**PROBLEM REQUIREMENTS**
Copy out the records from the beginning through the line containing "pixel 49 248", inclusive, swapping "twig" for "small stick" and leaving everything else unchanged.

**Rows from an object pointing dataset**

══════════

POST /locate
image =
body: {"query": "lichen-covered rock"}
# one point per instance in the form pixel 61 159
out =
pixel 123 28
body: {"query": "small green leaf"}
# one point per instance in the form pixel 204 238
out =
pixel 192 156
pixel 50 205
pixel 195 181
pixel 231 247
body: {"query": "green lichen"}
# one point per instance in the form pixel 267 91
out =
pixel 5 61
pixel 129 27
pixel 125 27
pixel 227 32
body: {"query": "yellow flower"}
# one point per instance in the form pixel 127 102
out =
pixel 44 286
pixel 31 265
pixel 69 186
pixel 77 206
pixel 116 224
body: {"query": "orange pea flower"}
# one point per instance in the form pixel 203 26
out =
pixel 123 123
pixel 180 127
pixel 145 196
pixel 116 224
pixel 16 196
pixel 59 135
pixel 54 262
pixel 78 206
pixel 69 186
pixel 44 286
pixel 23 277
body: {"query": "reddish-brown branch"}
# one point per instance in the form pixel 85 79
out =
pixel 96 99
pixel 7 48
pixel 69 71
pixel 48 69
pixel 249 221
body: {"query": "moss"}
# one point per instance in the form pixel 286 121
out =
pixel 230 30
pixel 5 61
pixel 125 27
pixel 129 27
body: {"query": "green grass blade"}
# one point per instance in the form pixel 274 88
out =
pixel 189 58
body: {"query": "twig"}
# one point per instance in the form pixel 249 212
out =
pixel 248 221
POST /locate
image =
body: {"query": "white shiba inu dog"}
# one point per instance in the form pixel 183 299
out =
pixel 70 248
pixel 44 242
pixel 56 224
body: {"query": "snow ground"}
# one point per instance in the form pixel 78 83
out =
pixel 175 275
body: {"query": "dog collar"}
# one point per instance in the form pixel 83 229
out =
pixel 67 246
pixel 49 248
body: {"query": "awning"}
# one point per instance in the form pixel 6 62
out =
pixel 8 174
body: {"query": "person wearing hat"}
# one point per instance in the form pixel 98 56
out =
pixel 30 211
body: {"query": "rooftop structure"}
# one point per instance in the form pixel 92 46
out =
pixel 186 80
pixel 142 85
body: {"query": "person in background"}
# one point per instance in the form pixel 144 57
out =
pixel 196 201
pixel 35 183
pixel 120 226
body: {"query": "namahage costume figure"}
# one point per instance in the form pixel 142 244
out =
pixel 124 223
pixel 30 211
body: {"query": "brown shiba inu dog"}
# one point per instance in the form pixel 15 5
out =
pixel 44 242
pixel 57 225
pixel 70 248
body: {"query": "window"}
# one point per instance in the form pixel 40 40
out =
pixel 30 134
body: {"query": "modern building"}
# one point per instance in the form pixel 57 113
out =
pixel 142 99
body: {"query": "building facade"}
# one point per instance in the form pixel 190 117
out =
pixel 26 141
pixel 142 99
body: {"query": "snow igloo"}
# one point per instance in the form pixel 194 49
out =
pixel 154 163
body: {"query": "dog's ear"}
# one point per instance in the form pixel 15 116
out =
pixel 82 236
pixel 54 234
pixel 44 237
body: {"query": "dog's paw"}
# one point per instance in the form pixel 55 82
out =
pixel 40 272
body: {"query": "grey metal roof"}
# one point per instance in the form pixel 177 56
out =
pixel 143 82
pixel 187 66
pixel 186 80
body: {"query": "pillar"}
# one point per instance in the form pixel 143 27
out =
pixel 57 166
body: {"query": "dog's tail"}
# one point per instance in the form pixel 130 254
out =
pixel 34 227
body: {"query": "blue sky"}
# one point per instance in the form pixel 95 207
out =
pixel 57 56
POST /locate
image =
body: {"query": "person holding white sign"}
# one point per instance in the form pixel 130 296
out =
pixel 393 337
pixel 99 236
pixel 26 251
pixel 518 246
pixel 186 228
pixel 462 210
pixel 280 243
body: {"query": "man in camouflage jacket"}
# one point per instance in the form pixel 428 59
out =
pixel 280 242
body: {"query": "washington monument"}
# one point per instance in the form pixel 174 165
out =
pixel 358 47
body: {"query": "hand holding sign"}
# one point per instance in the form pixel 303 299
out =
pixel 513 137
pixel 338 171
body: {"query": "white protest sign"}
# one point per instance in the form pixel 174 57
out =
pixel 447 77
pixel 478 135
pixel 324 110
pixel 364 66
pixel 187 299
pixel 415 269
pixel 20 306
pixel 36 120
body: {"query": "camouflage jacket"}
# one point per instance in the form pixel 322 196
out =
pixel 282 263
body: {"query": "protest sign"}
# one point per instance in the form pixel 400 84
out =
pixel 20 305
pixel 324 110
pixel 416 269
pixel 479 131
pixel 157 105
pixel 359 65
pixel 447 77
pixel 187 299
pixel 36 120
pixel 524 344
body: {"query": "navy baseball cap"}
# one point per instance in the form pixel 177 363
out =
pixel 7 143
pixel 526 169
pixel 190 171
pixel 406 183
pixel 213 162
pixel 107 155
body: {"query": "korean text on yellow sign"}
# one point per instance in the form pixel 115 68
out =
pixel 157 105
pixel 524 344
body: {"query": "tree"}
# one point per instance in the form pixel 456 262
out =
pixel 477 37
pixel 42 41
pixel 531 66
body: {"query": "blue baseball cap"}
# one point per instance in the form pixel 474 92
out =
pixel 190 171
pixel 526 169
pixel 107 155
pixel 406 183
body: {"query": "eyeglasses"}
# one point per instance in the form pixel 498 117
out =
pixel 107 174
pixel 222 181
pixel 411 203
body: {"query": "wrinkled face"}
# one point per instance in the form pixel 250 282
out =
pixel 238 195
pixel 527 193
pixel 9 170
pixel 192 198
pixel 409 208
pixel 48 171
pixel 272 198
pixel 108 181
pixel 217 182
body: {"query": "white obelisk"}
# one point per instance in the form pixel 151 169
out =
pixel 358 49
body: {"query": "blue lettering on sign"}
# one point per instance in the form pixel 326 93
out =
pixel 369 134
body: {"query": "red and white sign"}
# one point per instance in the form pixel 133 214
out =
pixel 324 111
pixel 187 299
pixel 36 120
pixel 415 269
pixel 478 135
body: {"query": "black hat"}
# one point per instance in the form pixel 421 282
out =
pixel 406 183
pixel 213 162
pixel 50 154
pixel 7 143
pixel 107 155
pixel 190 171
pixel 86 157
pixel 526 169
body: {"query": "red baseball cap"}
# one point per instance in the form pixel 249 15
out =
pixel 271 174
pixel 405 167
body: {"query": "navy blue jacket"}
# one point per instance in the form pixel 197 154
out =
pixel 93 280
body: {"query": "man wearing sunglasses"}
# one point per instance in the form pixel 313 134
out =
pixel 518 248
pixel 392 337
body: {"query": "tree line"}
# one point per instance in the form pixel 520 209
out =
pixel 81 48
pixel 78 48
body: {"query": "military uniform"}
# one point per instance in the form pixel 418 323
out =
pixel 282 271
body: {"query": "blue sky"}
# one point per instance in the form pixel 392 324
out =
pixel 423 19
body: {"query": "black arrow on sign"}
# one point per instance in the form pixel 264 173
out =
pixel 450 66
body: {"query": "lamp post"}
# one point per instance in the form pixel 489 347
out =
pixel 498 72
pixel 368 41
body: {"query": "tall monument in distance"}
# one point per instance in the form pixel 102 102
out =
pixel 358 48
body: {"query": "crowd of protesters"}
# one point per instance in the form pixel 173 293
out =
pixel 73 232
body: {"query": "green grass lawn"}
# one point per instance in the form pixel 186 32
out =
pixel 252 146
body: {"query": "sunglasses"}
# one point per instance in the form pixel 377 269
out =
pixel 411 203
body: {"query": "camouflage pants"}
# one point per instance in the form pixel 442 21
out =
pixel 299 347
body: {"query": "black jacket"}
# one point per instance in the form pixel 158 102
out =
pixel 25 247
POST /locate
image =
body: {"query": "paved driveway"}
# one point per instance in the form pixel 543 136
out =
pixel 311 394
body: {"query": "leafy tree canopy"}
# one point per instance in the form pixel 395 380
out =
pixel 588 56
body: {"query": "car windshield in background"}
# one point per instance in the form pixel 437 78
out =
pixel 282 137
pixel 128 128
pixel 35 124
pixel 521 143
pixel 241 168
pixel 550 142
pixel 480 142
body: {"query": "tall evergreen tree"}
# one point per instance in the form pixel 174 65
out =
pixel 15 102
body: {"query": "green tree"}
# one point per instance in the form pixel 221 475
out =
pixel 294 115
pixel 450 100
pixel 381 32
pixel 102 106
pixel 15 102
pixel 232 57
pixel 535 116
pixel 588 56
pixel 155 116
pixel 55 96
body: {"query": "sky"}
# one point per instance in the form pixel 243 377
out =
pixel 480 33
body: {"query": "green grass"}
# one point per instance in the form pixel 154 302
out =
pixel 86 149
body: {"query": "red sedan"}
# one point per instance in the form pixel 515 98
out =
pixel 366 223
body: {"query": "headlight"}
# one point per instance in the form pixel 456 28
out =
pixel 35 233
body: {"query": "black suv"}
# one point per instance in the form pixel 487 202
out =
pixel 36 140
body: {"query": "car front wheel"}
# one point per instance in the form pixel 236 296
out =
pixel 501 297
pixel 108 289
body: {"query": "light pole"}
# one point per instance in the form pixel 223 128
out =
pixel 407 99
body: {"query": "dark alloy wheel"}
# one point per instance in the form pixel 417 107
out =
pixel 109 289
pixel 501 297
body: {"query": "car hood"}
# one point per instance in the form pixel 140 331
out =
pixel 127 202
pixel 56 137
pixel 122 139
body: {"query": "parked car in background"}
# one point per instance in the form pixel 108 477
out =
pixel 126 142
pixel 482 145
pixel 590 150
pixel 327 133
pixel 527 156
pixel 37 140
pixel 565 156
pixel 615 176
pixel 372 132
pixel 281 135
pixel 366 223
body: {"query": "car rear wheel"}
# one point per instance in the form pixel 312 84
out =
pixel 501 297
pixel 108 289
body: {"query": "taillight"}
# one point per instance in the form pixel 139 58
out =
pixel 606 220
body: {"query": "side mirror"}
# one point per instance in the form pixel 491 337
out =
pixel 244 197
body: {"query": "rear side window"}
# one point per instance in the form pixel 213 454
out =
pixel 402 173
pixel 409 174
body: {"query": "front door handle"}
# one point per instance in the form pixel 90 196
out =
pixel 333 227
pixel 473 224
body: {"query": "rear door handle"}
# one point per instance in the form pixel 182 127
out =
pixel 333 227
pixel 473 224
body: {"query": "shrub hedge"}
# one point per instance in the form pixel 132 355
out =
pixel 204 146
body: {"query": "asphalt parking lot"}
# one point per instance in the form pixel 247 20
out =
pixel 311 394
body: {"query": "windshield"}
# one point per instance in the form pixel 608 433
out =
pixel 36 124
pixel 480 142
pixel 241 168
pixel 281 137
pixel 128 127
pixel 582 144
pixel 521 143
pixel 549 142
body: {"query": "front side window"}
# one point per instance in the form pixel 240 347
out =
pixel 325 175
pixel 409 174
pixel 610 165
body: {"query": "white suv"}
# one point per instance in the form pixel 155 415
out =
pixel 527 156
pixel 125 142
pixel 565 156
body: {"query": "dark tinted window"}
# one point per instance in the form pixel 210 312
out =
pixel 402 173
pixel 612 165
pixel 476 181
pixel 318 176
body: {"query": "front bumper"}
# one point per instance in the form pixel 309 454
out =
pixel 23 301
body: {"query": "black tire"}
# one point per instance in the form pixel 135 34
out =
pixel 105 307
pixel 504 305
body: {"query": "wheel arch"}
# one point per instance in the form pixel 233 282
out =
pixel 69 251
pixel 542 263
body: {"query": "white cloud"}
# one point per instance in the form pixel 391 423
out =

══════════

**COMPLETE RESPONSE**
POST /locate
image =
body: {"query": "lichen-covered rock"}
# one point per instance in the form pixel 61 159
out =
pixel 123 28
body: {"query": "small green leaf"}
# one point per instance in the form pixel 204 238
out =
pixel 192 156
pixel 50 205
pixel 195 181
pixel 231 247
body: {"query": "green lichen"}
# one point per instance in the form pixel 267 91
out =
pixel 5 61
pixel 129 27
pixel 125 27
pixel 227 32
body: {"query": "yellow flower"}
# one point per instance in the form pixel 127 102
out =
pixel 44 286
pixel 31 265
pixel 69 186
pixel 77 206
pixel 116 224
body: {"query": "orange pea flower"}
# one point per instance in the form pixel 203 26
out =
pixel 123 123
pixel 180 127
pixel 145 196
pixel 116 224
pixel 16 196
pixel 59 135
pixel 54 262
pixel 78 206
pixel 69 186
pixel 44 286
pixel 23 277
body: {"query": "reddish-brown branch"}
# one point per instance in the form pixel 85 79
out =
pixel 96 99
pixel 7 48
pixel 69 71
pixel 48 69
pixel 249 221
body: {"query": "moss"}
# one point per instance in the form pixel 286 121
out =
pixel 230 30
pixel 5 61
pixel 125 27
pixel 129 27
body: {"query": "green grass blade"}
# one point per instance in the form pixel 274 88
out =
pixel 189 58
body: {"query": "small stick"}
# one point per instance in the form pixel 249 212
out =
pixel 248 221
POST /locate
image =
body: {"query": "white shiba inu dog"}
# one point per instance in the form pixel 183 299
out =
pixel 70 248
pixel 44 242
pixel 56 224
body: {"query": "snow ground"}
# one point per instance in the form pixel 78 83
out =
pixel 175 275
body: {"query": "dog collar"}
# one point per instance in the form pixel 83 229
out =
pixel 67 246
pixel 49 248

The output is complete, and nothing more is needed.